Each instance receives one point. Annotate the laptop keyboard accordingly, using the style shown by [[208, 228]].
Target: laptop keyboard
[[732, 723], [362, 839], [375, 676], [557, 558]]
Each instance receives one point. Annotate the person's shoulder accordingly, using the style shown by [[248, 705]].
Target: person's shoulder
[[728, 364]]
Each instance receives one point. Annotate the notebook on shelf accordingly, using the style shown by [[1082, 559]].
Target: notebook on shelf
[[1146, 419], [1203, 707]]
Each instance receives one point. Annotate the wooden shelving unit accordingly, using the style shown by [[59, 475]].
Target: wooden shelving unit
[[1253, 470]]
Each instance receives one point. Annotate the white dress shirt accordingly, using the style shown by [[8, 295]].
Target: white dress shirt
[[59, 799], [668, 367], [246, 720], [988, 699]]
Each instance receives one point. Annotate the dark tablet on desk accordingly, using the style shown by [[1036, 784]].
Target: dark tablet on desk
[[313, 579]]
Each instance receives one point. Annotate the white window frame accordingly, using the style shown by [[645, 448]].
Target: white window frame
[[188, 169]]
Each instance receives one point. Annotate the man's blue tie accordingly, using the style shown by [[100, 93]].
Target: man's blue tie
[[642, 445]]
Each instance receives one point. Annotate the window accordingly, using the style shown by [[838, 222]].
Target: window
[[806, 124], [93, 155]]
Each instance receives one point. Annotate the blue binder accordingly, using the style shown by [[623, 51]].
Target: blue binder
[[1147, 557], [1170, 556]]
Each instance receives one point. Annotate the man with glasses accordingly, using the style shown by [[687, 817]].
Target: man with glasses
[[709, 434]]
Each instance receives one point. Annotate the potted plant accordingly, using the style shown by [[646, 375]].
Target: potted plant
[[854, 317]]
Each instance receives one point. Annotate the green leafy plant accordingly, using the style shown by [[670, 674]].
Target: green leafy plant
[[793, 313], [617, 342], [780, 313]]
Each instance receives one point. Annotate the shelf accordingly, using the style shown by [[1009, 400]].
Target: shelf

§ **Exercise instructions**:
All lines from the one containing "Target: potted plant" through the end of the records, both ends included, are to be quoted exactly; please add nothing else.

§ **Written answer**:
Target: potted plant
[[854, 317]]
Each instance receives one point. Annotate the green leafy plant accordingly, using the style shown by [[670, 674]].
Target: green leafy plant
[[793, 313], [617, 342], [780, 313]]
Each instance receives one point. Annotate the shelf accordingly, using the style shown by [[1009, 400]].
Target: shelf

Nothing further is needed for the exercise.